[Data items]
+ + + + +

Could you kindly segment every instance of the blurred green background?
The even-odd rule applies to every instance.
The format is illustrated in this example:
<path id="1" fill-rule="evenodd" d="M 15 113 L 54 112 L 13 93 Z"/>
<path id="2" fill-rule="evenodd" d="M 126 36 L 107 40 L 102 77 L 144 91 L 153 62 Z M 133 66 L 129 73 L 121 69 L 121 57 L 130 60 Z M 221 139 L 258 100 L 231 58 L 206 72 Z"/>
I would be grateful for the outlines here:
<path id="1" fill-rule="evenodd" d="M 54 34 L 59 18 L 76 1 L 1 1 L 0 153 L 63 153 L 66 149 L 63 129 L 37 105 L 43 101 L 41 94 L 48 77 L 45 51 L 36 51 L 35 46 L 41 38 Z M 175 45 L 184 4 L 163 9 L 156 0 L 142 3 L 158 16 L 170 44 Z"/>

+ + + + +

- Task prompt -
Please convert all the data above into a JSON list of strings, with each line as its own string and blank lines left out.

- Response for this exercise -
[
  "Could you kindly segment every instance of the blurred green background?",
  "The even-odd rule applies to every instance.",
  "The format is illustrated in this example:",
  "<path id=\"1\" fill-rule=\"evenodd\" d=\"M 15 113 L 54 112 L 13 93 Z\"/>",
  "<path id=\"2\" fill-rule=\"evenodd\" d=\"M 126 36 L 107 40 L 102 77 L 144 91 L 153 62 Z M 133 66 L 129 73 L 121 69 L 121 57 L 130 60 Z M 221 139 L 258 100 L 231 58 L 206 72 Z\"/>",
  "I would be grateful for the outlines here:",
  "<path id=\"1\" fill-rule=\"evenodd\" d=\"M 54 34 L 59 18 L 76 1 L 1 1 L 0 153 L 63 153 L 66 149 L 63 129 L 37 105 L 43 101 L 41 94 L 48 77 L 45 51 L 36 51 L 35 46 L 41 38 Z M 175 45 L 184 4 L 163 9 L 156 0 L 142 3 L 158 16 L 170 44 Z\"/>"
]